> Exercise brief
An exact copy of the listing below is required.

> Data to examine
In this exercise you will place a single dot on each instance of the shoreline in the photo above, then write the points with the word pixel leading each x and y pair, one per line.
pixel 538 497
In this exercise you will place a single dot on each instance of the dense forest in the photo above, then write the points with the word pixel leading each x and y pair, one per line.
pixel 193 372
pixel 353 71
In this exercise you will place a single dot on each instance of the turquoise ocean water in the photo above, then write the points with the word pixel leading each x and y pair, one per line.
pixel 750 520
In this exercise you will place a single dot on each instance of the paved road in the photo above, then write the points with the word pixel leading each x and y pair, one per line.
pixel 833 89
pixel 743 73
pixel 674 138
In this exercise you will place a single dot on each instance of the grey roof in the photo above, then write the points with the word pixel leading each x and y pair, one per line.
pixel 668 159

> Reply
In this exercise you will place a single dot on each instance of the shoreline in the photo above, then write the points with the word pixel leading each x and y pair, one per line.
pixel 538 497
In this exercise you will place a single dot on each instance of the dense forest in the photo above, then write the points with the word pixel leading each x and y pair, one per line.
pixel 193 372
pixel 353 71
In this exercise you will place a single dot on each instance of the turquoise ocean water in the photo above, then write the points with the word pixel leading each x and y pair, one per line.
pixel 750 520
In this exercise you will place a single dot on each instance of the paved road in the photo above, then write the points with the word pixel leading each x and y pair, one per line.
pixel 833 89
pixel 743 73
pixel 674 138
In this exercise you will place a single dot on each instance of the grey roof in the photo above, then write the points with the word pixel leading each x and y pair, one per line.
pixel 668 159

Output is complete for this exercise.